* EXERCISE TASK
Find the line that contains "the bridge tower" in the entries below. Output it and each later line exactly, and nothing else.

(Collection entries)
[START]
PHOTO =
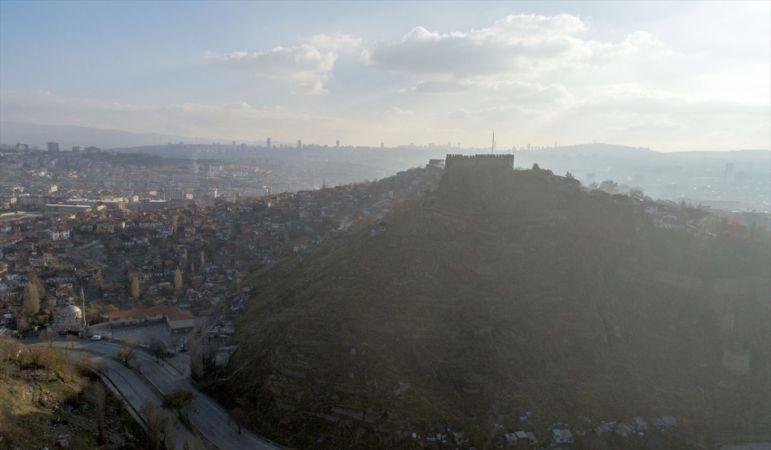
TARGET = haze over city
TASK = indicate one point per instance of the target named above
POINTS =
(668, 76)
(412, 225)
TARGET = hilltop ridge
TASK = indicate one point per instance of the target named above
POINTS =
(499, 293)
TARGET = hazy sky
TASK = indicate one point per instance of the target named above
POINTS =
(669, 76)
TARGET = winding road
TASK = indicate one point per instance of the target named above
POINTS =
(158, 378)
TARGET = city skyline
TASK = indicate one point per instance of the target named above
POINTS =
(641, 74)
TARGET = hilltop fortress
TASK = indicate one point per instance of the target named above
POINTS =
(489, 162)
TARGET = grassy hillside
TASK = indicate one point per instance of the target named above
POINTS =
(503, 293)
(47, 401)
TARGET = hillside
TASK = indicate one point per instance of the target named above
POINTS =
(504, 292)
(46, 401)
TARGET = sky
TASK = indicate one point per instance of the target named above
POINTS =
(663, 75)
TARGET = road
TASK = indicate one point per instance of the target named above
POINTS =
(135, 391)
(207, 416)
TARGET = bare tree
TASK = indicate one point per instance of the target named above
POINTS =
(177, 279)
(49, 336)
(156, 424)
(134, 288)
(31, 299)
(98, 397)
(126, 352)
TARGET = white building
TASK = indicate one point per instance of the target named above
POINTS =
(69, 320)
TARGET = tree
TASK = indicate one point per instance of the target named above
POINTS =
(240, 417)
(31, 299)
(49, 336)
(156, 424)
(134, 288)
(126, 353)
(99, 280)
(181, 402)
(177, 280)
(98, 397)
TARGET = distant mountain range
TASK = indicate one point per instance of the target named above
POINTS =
(68, 136)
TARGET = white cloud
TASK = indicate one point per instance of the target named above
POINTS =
(304, 65)
(518, 43)
(335, 42)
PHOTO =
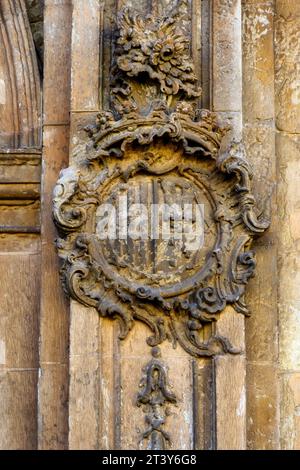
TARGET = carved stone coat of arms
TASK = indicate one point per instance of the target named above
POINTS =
(154, 146)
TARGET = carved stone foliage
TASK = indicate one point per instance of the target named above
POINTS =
(154, 145)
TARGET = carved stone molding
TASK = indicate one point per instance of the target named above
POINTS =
(155, 145)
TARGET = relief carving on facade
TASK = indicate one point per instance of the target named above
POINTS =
(155, 145)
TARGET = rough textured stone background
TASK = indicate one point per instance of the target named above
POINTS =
(35, 9)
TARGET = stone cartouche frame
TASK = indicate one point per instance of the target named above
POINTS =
(154, 144)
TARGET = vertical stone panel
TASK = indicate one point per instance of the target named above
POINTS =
(19, 308)
(20, 91)
(84, 400)
(227, 101)
(287, 54)
(259, 139)
(54, 321)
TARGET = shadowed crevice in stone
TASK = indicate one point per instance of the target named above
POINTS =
(35, 9)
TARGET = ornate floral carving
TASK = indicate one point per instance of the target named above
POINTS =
(155, 398)
(156, 46)
(150, 147)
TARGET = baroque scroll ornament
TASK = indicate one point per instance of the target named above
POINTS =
(155, 145)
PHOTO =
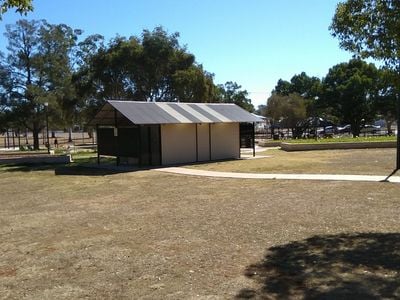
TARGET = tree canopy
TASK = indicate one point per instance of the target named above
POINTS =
(287, 109)
(38, 70)
(21, 6)
(369, 28)
(349, 89)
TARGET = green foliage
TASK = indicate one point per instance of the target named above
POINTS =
(21, 6)
(153, 67)
(349, 90)
(289, 110)
(38, 70)
(308, 87)
(231, 92)
(369, 28)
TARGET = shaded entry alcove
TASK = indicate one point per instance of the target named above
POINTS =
(133, 145)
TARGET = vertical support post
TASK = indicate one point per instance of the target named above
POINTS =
(8, 139)
(140, 146)
(19, 138)
(150, 148)
(160, 140)
(98, 153)
(13, 135)
(47, 131)
(116, 136)
(398, 134)
(197, 144)
(254, 139)
(209, 139)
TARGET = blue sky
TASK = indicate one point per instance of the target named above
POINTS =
(252, 42)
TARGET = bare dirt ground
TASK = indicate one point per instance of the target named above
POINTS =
(148, 235)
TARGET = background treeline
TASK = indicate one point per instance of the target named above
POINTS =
(50, 68)
(355, 93)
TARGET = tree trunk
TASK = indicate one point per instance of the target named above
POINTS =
(389, 127)
(35, 133)
(70, 135)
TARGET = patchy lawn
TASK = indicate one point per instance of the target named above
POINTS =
(358, 162)
(149, 235)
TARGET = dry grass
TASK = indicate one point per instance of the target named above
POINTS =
(360, 162)
(149, 235)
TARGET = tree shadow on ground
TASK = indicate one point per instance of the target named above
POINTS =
(345, 266)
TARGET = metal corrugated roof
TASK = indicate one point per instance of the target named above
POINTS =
(173, 113)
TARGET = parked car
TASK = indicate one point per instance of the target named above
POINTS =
(344, 129)
(370, 129)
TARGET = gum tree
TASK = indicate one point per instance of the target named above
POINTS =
(370, 29)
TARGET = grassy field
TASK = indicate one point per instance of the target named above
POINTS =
(360, 162)
(80, 233)
(343, 139)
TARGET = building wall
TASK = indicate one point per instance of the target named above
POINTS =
(178, 143)
(225, 141)
(203, 142)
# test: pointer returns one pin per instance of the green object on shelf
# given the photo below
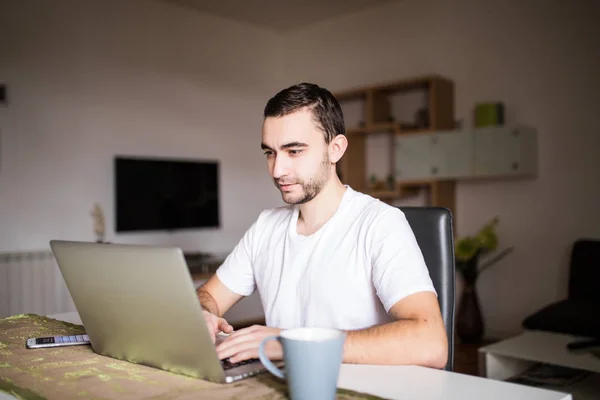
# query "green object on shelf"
(489, 114)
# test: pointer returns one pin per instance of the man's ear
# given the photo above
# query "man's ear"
(337, 148)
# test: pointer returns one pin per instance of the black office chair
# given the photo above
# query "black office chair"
(432, 227)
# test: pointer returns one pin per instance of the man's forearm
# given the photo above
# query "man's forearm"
(407, 341)
(207, 302)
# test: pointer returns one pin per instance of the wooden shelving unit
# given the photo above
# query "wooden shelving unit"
(379, 119)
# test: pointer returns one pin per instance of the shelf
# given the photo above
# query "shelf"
(403, 190)
(420, 82)
(385, 127)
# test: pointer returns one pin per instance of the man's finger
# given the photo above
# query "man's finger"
(233, 352)
(244, 355)
(224, 326)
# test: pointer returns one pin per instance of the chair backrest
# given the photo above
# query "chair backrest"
(584, 277)
(432, 227)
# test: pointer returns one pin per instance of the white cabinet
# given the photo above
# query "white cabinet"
(462, 154)
(502, 152)
(451, 154)
(413, 157)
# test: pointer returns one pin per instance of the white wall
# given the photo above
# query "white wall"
(90, 79)
(541, 59)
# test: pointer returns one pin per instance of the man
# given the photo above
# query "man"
(333, 257)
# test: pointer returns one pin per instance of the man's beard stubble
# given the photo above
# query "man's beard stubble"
(311, 188)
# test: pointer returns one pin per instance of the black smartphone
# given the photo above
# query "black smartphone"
(57, 341)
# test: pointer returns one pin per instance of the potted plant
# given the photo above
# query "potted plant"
(473, 255)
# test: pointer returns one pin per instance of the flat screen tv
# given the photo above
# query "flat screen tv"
(153, 194)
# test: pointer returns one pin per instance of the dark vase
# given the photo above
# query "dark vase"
(469, 322)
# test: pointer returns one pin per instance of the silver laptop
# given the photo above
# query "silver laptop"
(138, 303)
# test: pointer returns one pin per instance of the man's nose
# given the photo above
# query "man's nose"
(280, 166)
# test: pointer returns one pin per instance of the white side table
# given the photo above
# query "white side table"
(513, 356)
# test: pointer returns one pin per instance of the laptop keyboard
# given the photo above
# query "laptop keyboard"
(228, 365)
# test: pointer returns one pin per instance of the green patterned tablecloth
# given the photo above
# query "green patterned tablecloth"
(78, 372)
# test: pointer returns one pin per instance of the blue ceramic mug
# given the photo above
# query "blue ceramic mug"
(312, 358)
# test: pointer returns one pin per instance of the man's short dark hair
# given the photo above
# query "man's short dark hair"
(325, 109)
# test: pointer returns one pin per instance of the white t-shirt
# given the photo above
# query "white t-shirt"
(347, 275)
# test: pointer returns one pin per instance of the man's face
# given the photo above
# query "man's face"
(297, 155)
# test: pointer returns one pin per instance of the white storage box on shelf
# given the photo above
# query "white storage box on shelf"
(491, 152)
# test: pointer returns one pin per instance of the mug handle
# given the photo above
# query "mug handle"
(265, 360)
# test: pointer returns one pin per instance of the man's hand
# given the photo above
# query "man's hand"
(216, 324)
(243, 344)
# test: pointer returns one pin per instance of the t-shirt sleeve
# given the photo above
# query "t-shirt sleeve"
(236, 272)
(399, 268)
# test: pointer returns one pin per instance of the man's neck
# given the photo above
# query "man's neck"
(314, 214)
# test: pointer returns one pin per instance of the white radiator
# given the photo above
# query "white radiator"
(32, 283)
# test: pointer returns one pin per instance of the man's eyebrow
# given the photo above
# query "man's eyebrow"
(263, 146)
(290, 145)
(293, 144)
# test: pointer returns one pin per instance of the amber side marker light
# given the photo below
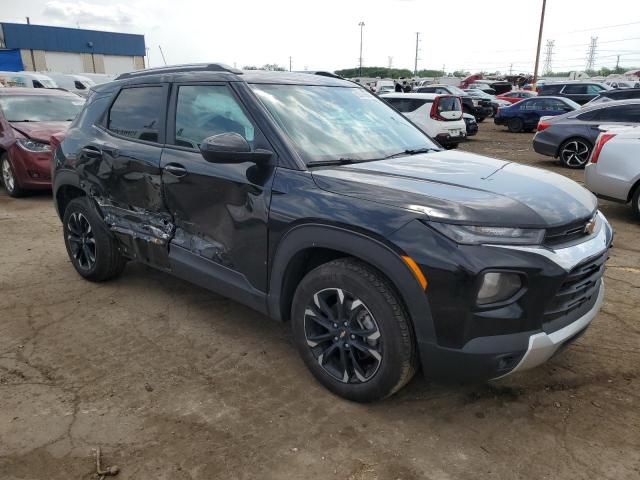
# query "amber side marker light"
(413, 266)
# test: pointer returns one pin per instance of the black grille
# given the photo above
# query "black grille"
(576, 295)
(567, 233)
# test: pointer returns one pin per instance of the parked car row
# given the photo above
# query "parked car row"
(333, 211)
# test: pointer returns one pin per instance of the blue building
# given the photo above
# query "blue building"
(68, 50)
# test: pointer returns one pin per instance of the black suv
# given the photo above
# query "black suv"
(578, 91)
(310, 200)
(480, 108)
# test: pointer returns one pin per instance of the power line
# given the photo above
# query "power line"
(591, 53)
(548, 55)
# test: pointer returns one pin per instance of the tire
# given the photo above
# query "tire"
(382, 340)
(92, 249)
(9, 179)
(574, 153)
(635, 202)
(515, 125)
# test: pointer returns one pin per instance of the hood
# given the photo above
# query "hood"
(464, 188)
(40, 131)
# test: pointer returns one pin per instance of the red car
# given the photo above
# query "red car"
(516, 96)
(28, 118)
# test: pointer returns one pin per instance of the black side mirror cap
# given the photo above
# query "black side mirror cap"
(231, 147)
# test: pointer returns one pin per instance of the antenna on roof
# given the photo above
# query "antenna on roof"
(161, 53)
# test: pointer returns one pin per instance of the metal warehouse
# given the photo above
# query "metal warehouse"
(68, 50)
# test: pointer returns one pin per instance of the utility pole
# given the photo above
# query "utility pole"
(162, 53)
(361, 25)
(591, 53)
(415, 66)
(535, 68)
(548, 56)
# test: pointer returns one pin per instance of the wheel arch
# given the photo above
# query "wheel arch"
(569, 139)
(66, 188)
(308, 246)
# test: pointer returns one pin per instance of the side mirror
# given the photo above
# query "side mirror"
(231, 147)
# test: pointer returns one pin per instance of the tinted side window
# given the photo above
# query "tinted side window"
(205, 110)
(137, 113)
(623, 113)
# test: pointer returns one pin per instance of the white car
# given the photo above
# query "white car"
(613, 171)
(27, 80)
(439, 116)
(78, 84)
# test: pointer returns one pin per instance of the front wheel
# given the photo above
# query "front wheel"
(352, 331)
(9, 179)
(92, 248)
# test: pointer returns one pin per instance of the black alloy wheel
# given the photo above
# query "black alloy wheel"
(343, 335)
(82, 241)
(574, 153)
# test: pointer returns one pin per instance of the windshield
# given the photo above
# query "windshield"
(331, 123)
(40, 108)
(571, 103)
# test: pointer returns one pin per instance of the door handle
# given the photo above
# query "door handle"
(91, 152)
(109, 150)
(175, 169)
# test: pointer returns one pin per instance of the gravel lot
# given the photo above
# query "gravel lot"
(174, 382)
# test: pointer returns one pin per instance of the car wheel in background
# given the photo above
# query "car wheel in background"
(515, 125)
(635, 202)
(352, 331)
(9, 178)
(574, 153)
(91, 247)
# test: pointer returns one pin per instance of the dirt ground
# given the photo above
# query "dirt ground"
(174, 382)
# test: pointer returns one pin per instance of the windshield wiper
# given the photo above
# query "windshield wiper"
(411, 151)
(333, 162)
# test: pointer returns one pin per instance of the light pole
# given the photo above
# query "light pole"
(535, 68)
(361, 25)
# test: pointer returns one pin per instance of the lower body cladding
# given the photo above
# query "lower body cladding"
(559, 293)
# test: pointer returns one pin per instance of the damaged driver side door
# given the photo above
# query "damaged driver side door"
(121, 167)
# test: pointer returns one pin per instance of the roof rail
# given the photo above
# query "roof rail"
(194, 67)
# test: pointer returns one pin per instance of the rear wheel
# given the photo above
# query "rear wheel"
(515, 125)
(352, 331)
(574, 153)
(91, 247)
(9, 177)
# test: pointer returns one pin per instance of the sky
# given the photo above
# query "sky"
(473, 35)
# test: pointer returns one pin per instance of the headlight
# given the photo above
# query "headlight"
(498, 286)
(475, 235)
(33, 146)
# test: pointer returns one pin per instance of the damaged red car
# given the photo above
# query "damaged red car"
(28, 119)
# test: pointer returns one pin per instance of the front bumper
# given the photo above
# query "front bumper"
(32, 170)
(543, 346)
(474, 344)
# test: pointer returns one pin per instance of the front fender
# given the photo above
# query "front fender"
(382, 256)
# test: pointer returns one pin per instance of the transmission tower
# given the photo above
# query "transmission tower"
(591, 53)
(548, 56)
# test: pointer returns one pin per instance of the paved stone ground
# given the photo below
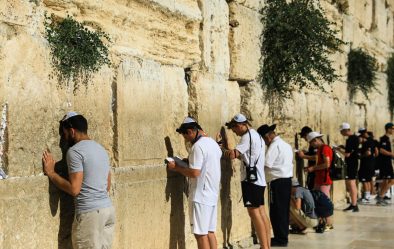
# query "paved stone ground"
(371, 228)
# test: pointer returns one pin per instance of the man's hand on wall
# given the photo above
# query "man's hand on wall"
(48, 163)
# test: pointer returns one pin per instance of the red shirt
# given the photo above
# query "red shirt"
(322, 176)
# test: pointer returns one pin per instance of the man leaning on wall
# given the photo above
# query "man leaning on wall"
(204, 172)
(251, 150)
(89, 183)
(278, 172)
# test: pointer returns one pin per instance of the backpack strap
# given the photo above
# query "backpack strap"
(329, 167)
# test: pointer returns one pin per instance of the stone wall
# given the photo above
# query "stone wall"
(169, 58)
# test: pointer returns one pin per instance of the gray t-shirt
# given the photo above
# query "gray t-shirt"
(307, 202)
(91, 158)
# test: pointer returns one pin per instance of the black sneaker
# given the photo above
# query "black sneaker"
(350, 208)
(275, 243)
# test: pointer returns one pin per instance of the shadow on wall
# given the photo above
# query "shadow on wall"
(176, 184)
(59, 200)
(225, 197)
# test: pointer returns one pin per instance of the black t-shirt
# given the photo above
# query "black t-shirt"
(384, 143)
(352, 147)
(311, 152)
(368, 145)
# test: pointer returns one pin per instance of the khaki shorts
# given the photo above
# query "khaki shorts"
(298, 218)
(94, 230)
(203, 218)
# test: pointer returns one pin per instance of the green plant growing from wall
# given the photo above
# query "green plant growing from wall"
(361, 72)
(296, 41)
(77, 52)
(390, 83)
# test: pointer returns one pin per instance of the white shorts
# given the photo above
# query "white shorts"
(203, 218)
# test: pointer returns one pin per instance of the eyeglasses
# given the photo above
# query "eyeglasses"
(66, 124)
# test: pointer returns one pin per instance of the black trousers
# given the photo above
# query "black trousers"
(280, 191)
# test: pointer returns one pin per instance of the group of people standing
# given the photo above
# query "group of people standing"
(364, 157)
(265, 157)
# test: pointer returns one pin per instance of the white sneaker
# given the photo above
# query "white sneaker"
(365, 201)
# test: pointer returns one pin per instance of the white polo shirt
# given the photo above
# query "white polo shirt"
(205, 155)
(278, 160)
(257, 155)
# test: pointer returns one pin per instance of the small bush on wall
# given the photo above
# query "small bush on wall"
(390, 83)
(76, 51)
(361, 72)
(296, 41)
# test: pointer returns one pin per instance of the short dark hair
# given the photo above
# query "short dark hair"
(77, 122)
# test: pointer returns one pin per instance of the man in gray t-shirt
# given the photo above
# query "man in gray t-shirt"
(89, 182)
(302, 208)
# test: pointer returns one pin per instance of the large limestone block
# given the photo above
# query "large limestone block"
(364, 13)
(254, 105)
(159, 213)
(215, 100)
(32, 118)
(16, 12)
(351, 32)
(148, 98)
(244, 41)
(166, 31)
(252, 4)
(29, 213)
(380, 20)
(390, 27)
(214, 36)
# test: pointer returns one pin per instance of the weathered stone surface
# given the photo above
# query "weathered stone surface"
(145, 107)
(252, 4)
(244, 41)
(214, 36)
(134, 107)
(166, 31)
(215, 99)
(28, 206)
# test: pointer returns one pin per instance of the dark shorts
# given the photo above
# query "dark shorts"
(366, 172)
(386, 171)
(351, 172)
(252, 194)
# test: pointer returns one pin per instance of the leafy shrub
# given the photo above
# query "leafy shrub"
(296, 41)
(361, 72)
(76, 51)
(390, 83)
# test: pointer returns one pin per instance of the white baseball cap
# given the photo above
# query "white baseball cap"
(69, 115)
(344, 126)
(239, 118)
(312, 135)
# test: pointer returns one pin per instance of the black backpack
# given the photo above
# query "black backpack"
(337, 166)
(323, 205)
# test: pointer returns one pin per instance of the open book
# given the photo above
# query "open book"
(177, 160)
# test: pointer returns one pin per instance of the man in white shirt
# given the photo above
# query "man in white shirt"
(278, 172)
(250, 151)
(204, 172)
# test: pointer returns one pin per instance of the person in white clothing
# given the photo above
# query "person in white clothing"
(279, 171)
(204, 172)
(251, 151)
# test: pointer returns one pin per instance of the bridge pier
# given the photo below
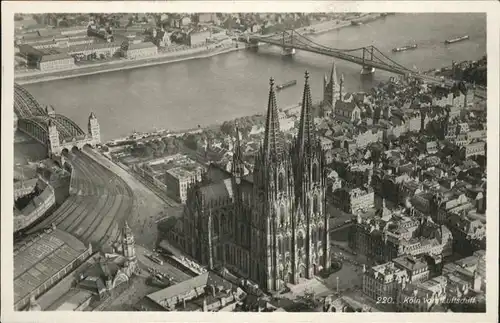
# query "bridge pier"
(288, 52)
(367, 70)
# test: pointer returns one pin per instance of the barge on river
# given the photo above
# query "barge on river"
(404, 48)
(456, 40)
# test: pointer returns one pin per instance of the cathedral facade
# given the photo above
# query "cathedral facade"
(270, 226)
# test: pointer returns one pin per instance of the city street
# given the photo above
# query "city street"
(166, 268)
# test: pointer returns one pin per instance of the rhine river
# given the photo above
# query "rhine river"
(183, 95)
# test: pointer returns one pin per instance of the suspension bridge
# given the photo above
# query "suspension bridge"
(369, 57)
(55, 131)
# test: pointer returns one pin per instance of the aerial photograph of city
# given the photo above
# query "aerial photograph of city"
(250, 162)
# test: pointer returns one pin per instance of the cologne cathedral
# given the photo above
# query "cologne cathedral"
(269, 226)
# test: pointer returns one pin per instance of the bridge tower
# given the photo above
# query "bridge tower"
(287, 48)
(367, 69)
(54, 143)
(93, 128)
(331, 90)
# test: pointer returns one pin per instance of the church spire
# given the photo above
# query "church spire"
(341, 88)
(273, 144)
(306, 125)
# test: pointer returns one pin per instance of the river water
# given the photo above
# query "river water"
(205, 91)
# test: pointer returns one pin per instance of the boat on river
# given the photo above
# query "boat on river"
(456, 40)
(404, 48)
(287, 84)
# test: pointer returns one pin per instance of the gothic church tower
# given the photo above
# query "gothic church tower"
(272, 214)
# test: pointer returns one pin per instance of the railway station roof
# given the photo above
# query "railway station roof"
(37, 259)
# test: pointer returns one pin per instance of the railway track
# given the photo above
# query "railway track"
(101, 201)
[END]
* RESULT OF THIS TASK
# test: pointer returns one pin per instance of the bridge tower
# given the photo above
# query "bridge tower"
(287, 48)
(367, 69)
(54, 143)
(93, 128)
(331, 90)
# test: pointer returns one pin per instance of the church spire
# given the photo above
# query "church spire"
(341, 88)
(273, 144)
(306, 125)
# test: pointer returns one pin per instance of the river water
# given the photo above
# query "river water"
(205, 91)
# test: pointer returns one pin per instance of the boat on river
# given the photo above
# query "boat on river"
(456, 40)
(404, 48)
(287, 84)
# test: pointer returns one pin per instance of the gothic church tower
# given the photo above
# query "gothic church tower"
(272, 214)
# test: pointer returns one pin per instance of the railway station roof
# given the photo above
# query "railway station roof"
(37, 259)
# test: pointer returns one pin per instance of the railway track
# given the photo above
# query "railway track"
(101, 201)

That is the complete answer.